+++ Provided data

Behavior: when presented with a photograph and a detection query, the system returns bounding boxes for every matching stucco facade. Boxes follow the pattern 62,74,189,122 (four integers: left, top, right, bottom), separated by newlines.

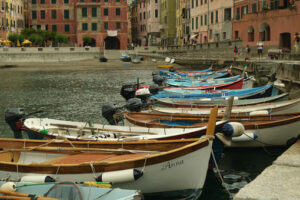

0,0,6,40
160,0,176,45
233,0,300,51
28,0,128,49
1,0,25,37
190,0,233,43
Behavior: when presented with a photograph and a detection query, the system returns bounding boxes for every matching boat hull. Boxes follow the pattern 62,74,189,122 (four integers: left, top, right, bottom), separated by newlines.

0,139,211,198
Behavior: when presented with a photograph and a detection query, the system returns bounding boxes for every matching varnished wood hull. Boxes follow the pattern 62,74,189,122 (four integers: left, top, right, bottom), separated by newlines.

0,139,211,198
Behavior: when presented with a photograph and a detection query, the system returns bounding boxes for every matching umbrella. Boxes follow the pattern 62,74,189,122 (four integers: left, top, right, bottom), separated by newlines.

22,40,32,45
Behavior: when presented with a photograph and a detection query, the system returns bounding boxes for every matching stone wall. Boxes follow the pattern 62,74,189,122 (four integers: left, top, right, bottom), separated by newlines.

0,47,100,62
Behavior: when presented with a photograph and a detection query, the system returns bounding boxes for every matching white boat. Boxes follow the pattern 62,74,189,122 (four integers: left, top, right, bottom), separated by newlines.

0,181,143,200
151,98,300,115
0,135,214,199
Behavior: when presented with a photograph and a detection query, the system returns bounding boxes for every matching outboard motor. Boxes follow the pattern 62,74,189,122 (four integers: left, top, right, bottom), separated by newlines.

102,103,121,125
125,98,143,112
149,84,159,94
169,67,176,72
152,71,159,76
5,108,25,139
153,75,165,86
135,88,151,107
120,83,137,100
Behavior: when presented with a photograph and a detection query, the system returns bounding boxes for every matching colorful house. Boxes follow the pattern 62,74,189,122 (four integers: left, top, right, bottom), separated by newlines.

233,0,300,52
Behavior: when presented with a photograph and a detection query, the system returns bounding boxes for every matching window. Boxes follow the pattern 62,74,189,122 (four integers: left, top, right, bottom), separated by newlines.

64,10,70,19
51,10,56,19
235,8,241,20
116,8,121,16
104,22,108,30
65,24,70,33
116,22,121,30
52,25,57,32
92,7,97,17
252,3,257,13
224,8,231,21
92,23,97,31
81,7,87,17
82,23,88,31
192,18,194,30
104,8,108,16
32,10,36,19
41,10,45,19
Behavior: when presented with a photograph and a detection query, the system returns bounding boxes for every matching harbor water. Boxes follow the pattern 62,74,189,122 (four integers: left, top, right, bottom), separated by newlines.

0,66,284,200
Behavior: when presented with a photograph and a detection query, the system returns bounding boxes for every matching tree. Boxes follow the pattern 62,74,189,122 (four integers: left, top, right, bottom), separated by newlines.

8,33,19,46
82,35,92,46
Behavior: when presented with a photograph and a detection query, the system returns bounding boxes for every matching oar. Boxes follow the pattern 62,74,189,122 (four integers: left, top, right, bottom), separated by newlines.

206,106,218,137
0,190,58,200
50,124,158,135
22,147,160,153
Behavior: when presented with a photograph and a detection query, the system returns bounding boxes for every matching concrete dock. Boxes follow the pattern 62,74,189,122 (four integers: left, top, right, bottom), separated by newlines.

234,141,300,200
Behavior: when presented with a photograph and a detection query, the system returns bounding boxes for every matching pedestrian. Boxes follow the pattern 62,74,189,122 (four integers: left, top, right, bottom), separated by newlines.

245,44,251,61
256,40,264,59
233,46,239,61
295,33,300,53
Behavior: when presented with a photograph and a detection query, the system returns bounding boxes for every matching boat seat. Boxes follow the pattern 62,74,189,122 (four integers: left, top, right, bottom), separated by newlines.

47,153,147,164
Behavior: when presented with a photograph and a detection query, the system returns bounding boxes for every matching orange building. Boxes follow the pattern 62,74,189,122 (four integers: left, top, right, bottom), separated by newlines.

232,0,300,52
28,0,128,49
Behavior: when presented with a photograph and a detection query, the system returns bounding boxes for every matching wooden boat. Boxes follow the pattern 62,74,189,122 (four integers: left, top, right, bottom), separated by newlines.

125,112,300,147
155,93,288,108
0,181,142,200
150,98,300,115
151,84,273,99
164,78,244,93
156,65,174,68
0,133,214,198
160,71,229,80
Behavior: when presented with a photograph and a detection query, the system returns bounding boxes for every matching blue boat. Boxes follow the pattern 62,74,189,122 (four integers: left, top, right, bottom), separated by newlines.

160,71,229,80
166,75,241,87
151,84,277,99
0,181,142,200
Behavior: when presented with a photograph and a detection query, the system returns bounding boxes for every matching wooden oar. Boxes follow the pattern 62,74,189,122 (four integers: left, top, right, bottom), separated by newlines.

22,147,160,153
50,124,158,135
206,106,218,137
0,190,58,200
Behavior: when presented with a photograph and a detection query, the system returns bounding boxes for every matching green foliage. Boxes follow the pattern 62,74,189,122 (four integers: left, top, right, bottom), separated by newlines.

29,34,44,45
8,33,19,45
82,35,92,45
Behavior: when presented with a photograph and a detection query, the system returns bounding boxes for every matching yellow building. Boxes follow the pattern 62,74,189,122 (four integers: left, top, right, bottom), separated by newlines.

160,0,177,46
176,0,183,46
5,0,25,36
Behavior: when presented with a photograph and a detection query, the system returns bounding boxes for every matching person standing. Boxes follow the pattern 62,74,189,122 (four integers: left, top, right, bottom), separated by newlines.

256,40,264,59
245,44,251,61
233,46,239,61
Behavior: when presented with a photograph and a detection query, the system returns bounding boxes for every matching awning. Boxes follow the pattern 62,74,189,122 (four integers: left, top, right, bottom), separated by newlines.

107,30,118,37
190,33,199,40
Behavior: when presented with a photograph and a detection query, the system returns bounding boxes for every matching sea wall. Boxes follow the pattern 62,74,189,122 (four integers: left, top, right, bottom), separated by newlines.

0,47,100,63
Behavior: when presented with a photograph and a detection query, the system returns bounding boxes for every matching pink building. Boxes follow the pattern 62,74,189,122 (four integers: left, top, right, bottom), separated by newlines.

190,0,233,43
133,0,160,46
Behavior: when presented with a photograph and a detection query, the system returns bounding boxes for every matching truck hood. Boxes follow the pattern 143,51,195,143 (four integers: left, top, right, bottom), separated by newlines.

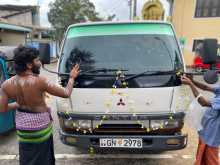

65,87,174,114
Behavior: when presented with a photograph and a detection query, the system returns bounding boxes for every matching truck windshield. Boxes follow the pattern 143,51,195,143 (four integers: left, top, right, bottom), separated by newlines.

59,34,182,74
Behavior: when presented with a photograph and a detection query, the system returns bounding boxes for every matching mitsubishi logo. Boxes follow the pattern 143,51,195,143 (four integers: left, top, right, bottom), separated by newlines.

117,98,125,106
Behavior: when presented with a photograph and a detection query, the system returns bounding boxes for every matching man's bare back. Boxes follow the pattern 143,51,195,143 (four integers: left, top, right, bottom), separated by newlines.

2,66,79,112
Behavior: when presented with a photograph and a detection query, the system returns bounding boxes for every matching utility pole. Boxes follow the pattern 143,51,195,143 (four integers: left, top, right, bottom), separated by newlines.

133,0,137,19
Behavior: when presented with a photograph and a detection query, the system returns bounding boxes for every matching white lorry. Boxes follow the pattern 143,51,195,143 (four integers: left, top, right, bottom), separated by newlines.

51,22,190,151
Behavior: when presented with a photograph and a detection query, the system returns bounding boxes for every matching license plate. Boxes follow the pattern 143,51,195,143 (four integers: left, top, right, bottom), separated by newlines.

99,138,142,148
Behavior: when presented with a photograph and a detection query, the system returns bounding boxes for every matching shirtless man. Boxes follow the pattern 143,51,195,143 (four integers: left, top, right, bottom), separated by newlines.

0,47,79,165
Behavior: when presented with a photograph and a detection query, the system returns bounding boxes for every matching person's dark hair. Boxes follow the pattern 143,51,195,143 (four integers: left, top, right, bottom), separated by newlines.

14,46,39,74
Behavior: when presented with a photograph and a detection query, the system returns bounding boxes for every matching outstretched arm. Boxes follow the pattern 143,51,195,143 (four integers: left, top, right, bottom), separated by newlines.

181,76,211,107
41,65,79,98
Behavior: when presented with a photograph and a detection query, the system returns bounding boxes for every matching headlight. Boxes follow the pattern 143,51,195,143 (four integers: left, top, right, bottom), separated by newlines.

150,119,180,129
64,119,91,129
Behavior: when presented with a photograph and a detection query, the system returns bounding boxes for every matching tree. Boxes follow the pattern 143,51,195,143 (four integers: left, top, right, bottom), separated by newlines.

48,0,112,41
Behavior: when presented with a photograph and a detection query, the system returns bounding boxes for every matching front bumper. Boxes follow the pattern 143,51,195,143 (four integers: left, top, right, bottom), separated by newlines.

60,130,187,151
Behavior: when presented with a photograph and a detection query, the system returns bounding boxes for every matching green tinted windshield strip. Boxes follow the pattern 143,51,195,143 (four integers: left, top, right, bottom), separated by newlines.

67,23,174,38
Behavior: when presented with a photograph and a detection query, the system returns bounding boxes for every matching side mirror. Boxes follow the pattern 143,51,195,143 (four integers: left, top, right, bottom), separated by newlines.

202,39,218,65
39,43,50,64
203,70,218,84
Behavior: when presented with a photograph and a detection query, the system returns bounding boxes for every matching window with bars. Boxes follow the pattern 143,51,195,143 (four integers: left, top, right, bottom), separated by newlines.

195,0,220,18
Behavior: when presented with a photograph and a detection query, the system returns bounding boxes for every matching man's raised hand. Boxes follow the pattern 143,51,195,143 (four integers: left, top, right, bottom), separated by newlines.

70,64,80,79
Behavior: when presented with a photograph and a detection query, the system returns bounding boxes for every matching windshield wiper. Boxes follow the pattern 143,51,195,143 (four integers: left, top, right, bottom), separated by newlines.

125,70,177,81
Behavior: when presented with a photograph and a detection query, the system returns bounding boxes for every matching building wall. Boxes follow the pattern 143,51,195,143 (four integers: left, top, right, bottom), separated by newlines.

0,31,26,46
172,0,220,65
1,12,33,26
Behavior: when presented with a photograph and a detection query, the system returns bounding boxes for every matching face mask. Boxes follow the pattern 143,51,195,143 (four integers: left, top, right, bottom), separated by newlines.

32,65,40,74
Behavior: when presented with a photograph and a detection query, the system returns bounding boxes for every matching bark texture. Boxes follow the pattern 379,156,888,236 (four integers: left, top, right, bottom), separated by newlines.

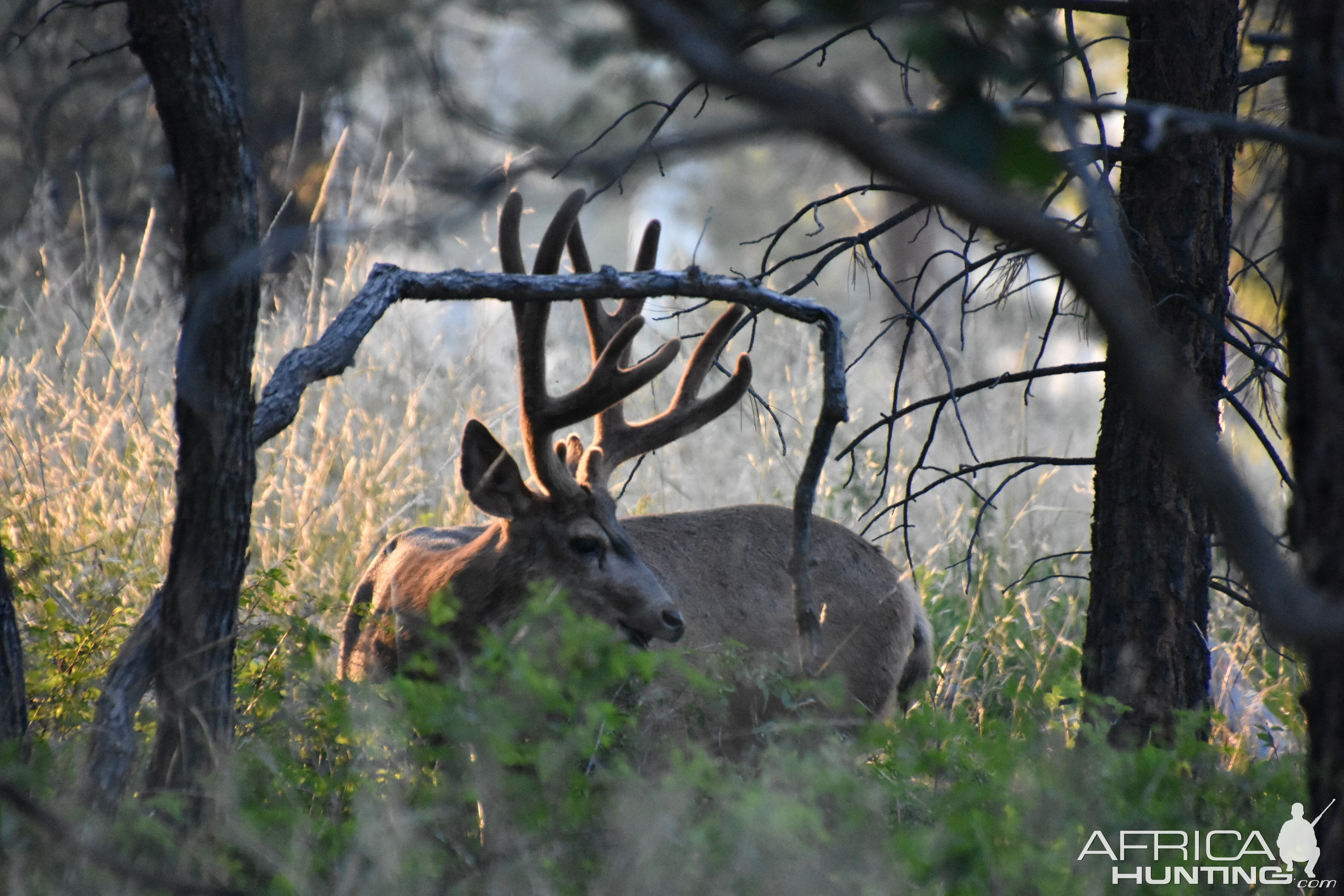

1284,0,1344,880
1082,0,1238,745
126,0,260,791
0,545,28,742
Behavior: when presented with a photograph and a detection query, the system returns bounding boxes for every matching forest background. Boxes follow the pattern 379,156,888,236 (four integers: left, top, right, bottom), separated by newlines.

0,3,1337,892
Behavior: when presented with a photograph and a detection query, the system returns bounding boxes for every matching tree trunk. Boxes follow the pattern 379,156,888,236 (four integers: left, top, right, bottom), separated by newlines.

1284,0,1344,880
0,545,28,743
126,0,260,806
1082,0,1238,745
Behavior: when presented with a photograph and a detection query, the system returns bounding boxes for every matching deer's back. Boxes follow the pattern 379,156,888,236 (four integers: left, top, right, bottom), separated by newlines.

621,504,927,713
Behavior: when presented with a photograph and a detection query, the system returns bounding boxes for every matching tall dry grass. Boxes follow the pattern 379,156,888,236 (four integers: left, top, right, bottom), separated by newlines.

0,133,1301,755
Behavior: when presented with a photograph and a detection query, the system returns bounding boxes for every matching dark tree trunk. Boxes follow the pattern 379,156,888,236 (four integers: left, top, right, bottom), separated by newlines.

0,545,28,742
119,0,260,806
1284,0,1344,880
1082,0,1238,745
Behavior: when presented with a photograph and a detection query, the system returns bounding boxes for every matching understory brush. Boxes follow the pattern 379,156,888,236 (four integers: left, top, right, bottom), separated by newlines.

0,180,1304,896
0,583,1302,895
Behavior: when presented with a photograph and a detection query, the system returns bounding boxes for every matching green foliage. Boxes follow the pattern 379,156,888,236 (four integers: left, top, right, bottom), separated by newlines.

907,10,1061,188
0,583,1302,896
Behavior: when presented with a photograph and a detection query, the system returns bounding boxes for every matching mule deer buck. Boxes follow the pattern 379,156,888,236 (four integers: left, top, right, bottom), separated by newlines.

340,191,933,731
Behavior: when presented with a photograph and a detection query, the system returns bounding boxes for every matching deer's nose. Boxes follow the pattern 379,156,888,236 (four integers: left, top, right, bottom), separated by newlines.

663,610,685,641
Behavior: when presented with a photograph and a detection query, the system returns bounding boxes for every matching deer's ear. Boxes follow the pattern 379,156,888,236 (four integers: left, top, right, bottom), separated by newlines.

461,419,536,520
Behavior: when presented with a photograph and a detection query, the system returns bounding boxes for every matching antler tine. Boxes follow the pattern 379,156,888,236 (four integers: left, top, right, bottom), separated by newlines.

569,220,663,365
591,305,751,485
500,189,679,496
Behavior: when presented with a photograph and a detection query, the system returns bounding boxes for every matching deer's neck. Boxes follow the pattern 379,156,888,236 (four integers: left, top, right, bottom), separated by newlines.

446,520,540,653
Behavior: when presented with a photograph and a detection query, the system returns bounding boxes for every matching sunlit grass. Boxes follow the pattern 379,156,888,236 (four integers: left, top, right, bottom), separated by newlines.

0,158,1304,892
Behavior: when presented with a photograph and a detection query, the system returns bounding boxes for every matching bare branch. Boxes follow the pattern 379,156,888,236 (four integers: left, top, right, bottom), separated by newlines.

253,265,849,657
1236,59,1289,87
626,0,1344,645
836,361,1106,461
1008,99,1344,157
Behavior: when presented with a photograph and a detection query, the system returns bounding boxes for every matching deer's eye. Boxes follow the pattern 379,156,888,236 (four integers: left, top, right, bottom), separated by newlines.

570,535,602,556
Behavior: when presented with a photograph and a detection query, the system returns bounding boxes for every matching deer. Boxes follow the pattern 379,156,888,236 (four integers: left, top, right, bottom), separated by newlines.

339,189,933,736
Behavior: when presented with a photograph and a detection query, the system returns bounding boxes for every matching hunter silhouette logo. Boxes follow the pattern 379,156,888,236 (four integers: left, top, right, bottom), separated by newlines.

1278,799,1335,877
1075,799,1337,892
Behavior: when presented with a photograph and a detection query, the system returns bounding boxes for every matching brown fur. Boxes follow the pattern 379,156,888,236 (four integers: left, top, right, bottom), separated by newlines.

340,191,933,736
340,505,933,717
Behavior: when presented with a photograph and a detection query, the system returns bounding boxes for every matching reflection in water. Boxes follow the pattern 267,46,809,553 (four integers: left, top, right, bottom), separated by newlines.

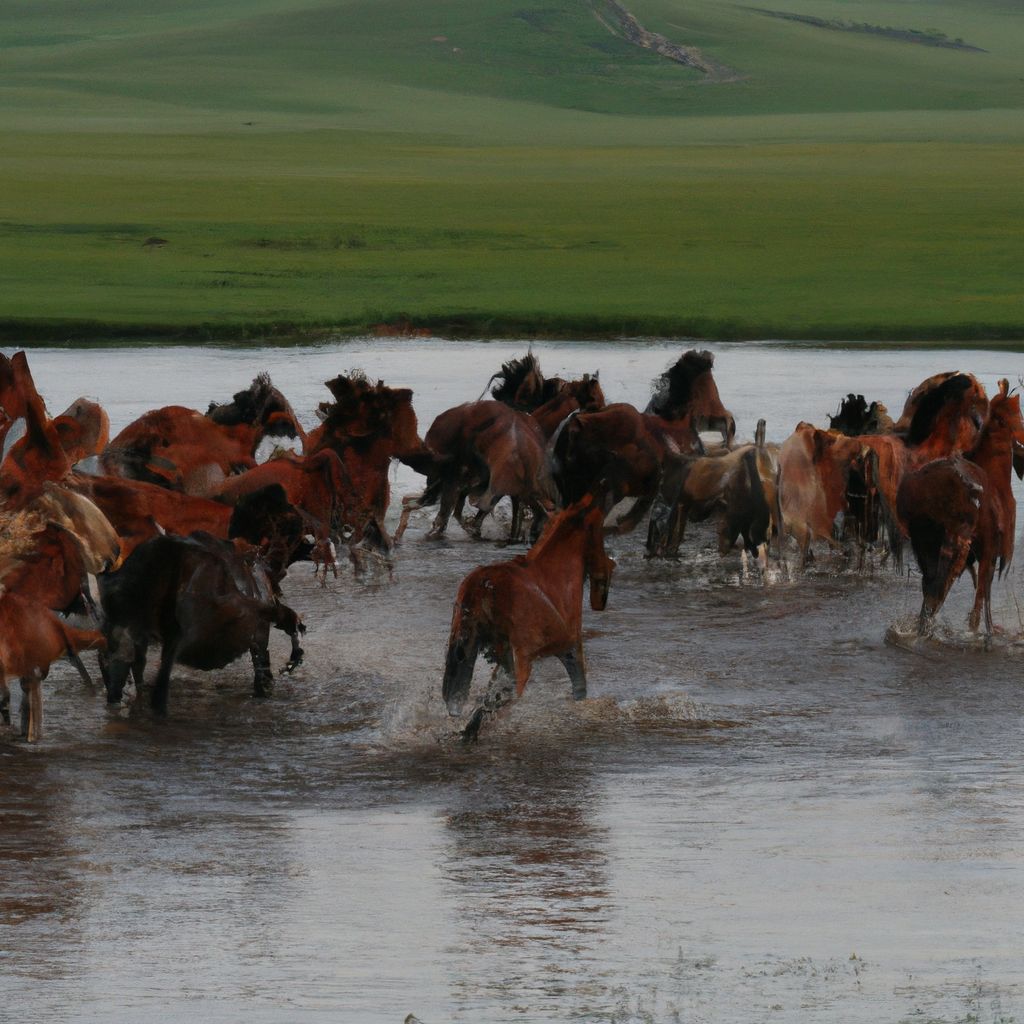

++++++

▶ What you should do:
Transcribe the lines above without any change, from the line with "matching deer's ear." up to and including the line with "500,189,679,496".

▶ Solution to this exercise:
Behavior: when presented with a photograph and a detection query, the system returns bounding boxes for every matching deer's ear. Boxes follow the pattern 379,156,888,236 (four integers: left, top, right, bottom), separated by newlines.

461,419,536,520
Behavior: when presented with a photograph and a detection query, the system returns bounding boxes for every matching antler tine. Boxes follow the pattern 379,156,888,236 (four integers: left, top, right, bottom), separated by newlines.

569,220,663,365
591,305,751,485
500,189,679,496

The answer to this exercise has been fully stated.